===== SUPPLIED TEXT

All of that took place with zero drama. Fixing things around the house, giving things away, taking care of the lawn, the garden, the family finances, all of that comes without drama. Yet, I still find myself looking for something to watch on TV at night after the kids are asleep.
I have a bunch of stuff to watch on TV and there isn’t enough time to watch it. I have Netflix. I have Prime. I have Google Play Music/YouTube Premium that I got in a promotion years ago for ten bucks a month. I have Disney+. I’ve got a trial of CBS All Access. I’ve got a 3 month trial of Sundance Network through my phone carrier. I have more viewing options than I know what to do with.
Oddly, my wife doesn’t watch any of that. She likes Korean drama from websites that don’t seem to worry about copyrights. My kids like YouTube, but they keep drifting to The Unspeakables. They won’t watch any Disney movies with me. I got CBS All Access for the Star Trek Picard series and I enjoyed that. But there isn’t enough time for all that I have subscribed to. So the culling is coming. I will cancel the trials before they expire. We actually use Amazon Prime. And someday, I will drive to work again and listen to unlimited music on Google Play without commercials to break my train of thought. But I think the rest is toast later on. There are only so many hours in a day.
My only complaint about the streaming services is that most of what passes for entertainment is really just an exchange of abuse between people, consenting or not. We call that, “drama”. I don’t mind drama if it’s well written. I’ve enjoyed shows like Ozark, Colony and The Good Place. I really like The Good Place because it’s so philosophical. I just finished Safe House on Sundance, and that was philosophical, too. But I’m mindful that all that drama is just fantasy. It never really plays out that way in real life because life is very complicated.

==========
===== EXTRACTED DATA

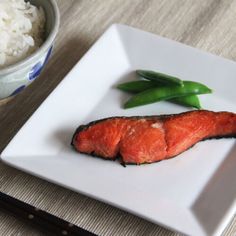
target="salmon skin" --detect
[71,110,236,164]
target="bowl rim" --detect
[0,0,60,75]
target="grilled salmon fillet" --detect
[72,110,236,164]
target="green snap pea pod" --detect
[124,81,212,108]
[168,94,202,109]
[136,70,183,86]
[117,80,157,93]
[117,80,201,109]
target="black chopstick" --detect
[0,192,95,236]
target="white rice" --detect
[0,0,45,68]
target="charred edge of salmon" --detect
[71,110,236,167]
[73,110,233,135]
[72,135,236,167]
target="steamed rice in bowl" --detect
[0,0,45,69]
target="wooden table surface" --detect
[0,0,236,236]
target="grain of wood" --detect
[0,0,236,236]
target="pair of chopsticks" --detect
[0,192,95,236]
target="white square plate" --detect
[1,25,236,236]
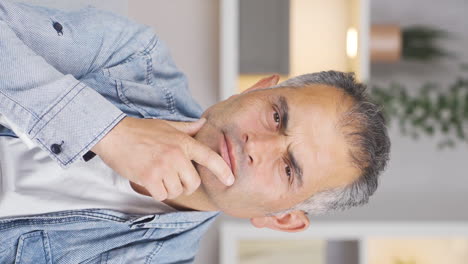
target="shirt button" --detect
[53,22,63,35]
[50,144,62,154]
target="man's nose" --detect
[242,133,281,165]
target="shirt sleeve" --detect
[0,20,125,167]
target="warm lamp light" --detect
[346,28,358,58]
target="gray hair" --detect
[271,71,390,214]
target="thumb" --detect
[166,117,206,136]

==========
===== EXTRACTED DATA

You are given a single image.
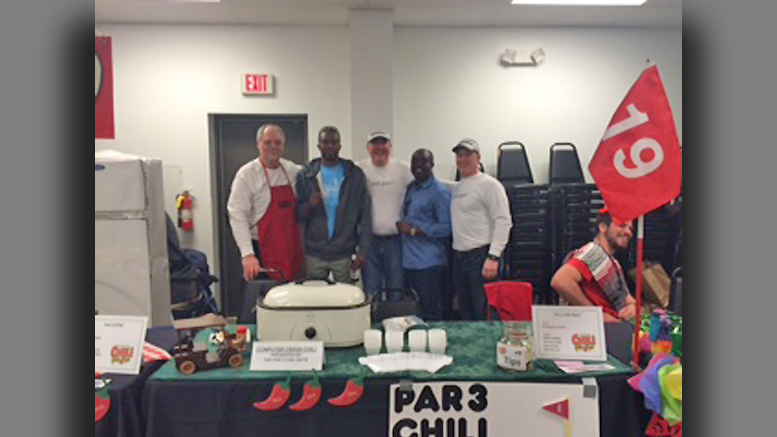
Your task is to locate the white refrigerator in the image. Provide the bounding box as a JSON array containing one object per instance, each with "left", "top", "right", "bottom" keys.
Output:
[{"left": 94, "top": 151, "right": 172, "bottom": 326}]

==========

▶ [EXERCISE PROMPT] Reproduce verbatim the entire passage above about streaming subscriptions.

▶ [WRITTEN ANSWER]
All of that took place with zero drama. Fixing things around the house, giving things away, taking care of the lawn, the garden, the family finances, all of that comes without drama. Yet, I still find myself looking for something to watch on TV at night after the kids are asleep.
I have a bunch of stuff to watch on TV and there isn’t enough time to watch it. I have Netflix. I have Prime. I have Google Play Music/YouTube Premium that I got in a promotion years ago for ten bucks a month. I have Disney+. I’ve got a trial of CBS All Access. I’ve got a 3 month trial of Sundance Network through my phone carrier. I have more viewing options than I know what to do with.
Oddly, my wife doesn’t watch any of that. She likes Korean drama from websites that don’t seem to worry about copyrights. My kids like YouTube, but they keep drifting to The Unspeakables. They won’t watch any Disney movies with me. I got CBS All Access for the Star Trek Picard series and I enjoyed that. But there isn’t enough time for all that I have subscribed to. So the culling is coming. I will cancel the trials before they expire. We actually use Amazon Prime. And someday, I will drive to work again and listen to unlimited music on Google Play without commercials to break my train of thought. But I think the rest is toast later on. There are only so many hours in a day.
My only complaint about the streaming services is that most of what passes for entertainment is really just an exchange of abuse between people, consenting or not. We call that, “drama”. I don’t mind drama if it’s well written. I’ve enjoyed shows like Ozark, Colony and The Good Place. I really like The Good Place because it’s so philosophical. I just finished Safe House on Sundance, and that was philosophical, too. But I’m mindful that all that drama is just fantasy. It never really plays out that way in real life because life is very complicated.